# Start of Extract to read
Brazil's Racial Diversity = Chaos and Disunity?
May 21, 2018
Is Brazil a positive or negative model for a racially diverse society?
The more "racially mixed" a country is, the more unstable it becomes because it has no common culture, no common past, and no common background. Diversity + Proximity = War
Chris comments about his time in Brazil, "the muddy confluence of the world's races."
Marcos, who lives in San Paolo disagrees, saying culture not race is the problem. Race has become irrelevant in Brazil, he says.
"Preliminary results from the 2010 census show that 97 million Brazilians, or 50.7% of the population, now define themselves as black or mixed race, compared with 91 million or 47.7% who label themselves white." Source (Pure black only 7.6%)
# End of Extract to read
# Start of Material supplied
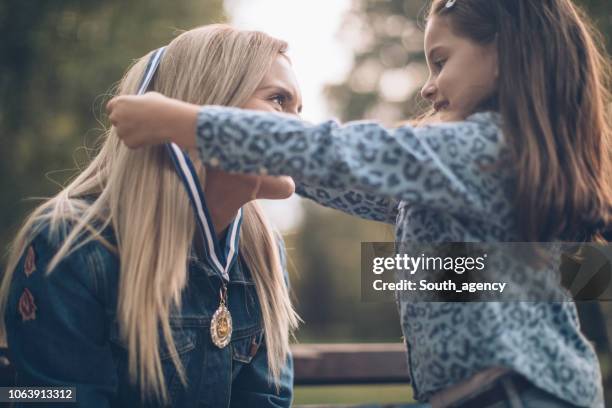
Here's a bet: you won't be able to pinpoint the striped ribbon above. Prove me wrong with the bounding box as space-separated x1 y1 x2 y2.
138 47 242 282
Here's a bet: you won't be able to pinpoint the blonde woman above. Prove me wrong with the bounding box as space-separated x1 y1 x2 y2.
0 25 301 407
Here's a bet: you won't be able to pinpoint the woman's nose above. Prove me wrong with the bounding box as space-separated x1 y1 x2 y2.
421 82 436 101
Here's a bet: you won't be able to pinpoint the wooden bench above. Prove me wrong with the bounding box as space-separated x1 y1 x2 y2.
0 343 412 408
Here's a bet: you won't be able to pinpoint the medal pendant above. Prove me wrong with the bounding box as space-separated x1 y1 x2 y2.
210 301 232 348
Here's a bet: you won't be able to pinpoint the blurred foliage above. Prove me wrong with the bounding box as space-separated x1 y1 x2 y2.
326 0 612 125
0 0 225 261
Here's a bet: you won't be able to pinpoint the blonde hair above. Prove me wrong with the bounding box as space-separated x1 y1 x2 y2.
0 25 299 401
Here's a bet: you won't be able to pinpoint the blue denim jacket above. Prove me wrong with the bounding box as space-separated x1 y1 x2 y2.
4 220 293 408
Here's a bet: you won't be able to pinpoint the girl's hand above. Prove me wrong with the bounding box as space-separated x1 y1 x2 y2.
106 92 199 148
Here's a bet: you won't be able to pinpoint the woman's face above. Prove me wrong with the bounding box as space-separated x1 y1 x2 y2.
209 55 302 199
421 15 498 121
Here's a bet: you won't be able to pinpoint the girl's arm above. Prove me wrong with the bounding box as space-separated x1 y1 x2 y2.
196 107 507 221
108 94 508 222
295 182 398 224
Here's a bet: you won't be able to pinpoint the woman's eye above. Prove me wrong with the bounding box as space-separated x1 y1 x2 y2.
270 95 287 107
434 60 446 71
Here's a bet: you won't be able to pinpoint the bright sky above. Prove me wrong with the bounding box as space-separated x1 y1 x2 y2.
225 0 352 232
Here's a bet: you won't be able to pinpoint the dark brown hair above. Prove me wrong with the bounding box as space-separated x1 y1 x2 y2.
429 0 612 241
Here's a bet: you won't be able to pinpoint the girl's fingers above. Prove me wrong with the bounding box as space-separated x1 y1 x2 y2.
106 97 116 115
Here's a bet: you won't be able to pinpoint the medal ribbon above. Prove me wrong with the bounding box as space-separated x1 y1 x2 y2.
138 47 242 282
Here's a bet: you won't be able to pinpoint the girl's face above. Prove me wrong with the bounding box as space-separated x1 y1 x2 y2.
421 15 498 121
209 55 302 199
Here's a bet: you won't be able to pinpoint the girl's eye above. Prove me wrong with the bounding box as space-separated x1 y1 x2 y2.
434 59 446 71
270 95 287 107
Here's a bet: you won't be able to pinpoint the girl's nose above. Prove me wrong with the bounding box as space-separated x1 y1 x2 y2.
421 82 436 101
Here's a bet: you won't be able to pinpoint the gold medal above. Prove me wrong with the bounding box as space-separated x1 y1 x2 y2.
210 286 232 348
# End of Material supplied
- Problems and tasks -
1. Answer these questions using the post on Brazil's racial diversity:
(a) What date does the post carry?
(b) According to Marcos, what is the problem, if not race?
(c) What share of the Brazilian population defined itself as black or mixed race in the preliminary 2010 census results?
2. Pick up the post on Brazil's racial diversity from its last line and continue it.

- Answer list -
1.
(a) May 21, 2018.
(b) Culture.
(c) 50.7%, or 97 million people.

2.
"According to Brazil's Institute of geography and statistics, black (i.e. mixed race), Brazilians earn 44 percent less than whites. A 2016 study by the Instituto Ethos and the Inter-American Development Bank showed that black people, despite comprising the majority of the population, occupy only 6.3 percent of management positions and 4.7 percent of executive posts in Brazil's 500 largest companies." Source
Blacks seek white mates. 1/3 of all marriages in Brazil are interracial: In contrast "to what happened in the United States where the black population was purposely segregated from the white population in order to eliminate or significantly diminish the possibility of racial mixture, in Brazil, the goal was to encourage inter-mixture so that all traces of the black race would eventually disappear from the country within a period of about 100 years." Source
by Chris
(henrymakow.com)
I lived in Brazil 4 years as an American young man back in the 1990s and I have yet to see a more distrusting and antagonist society on the planet.
Brazilians HATE each other; they hate their country, and they distrust each other to the point the country is really nothing more than a 3rd world powderkeg of social and economic disharmony and violence. Brazil is California on steroids. Highly-racially and culturally mixed and yet that country is divided, dishonest, and self-loathing.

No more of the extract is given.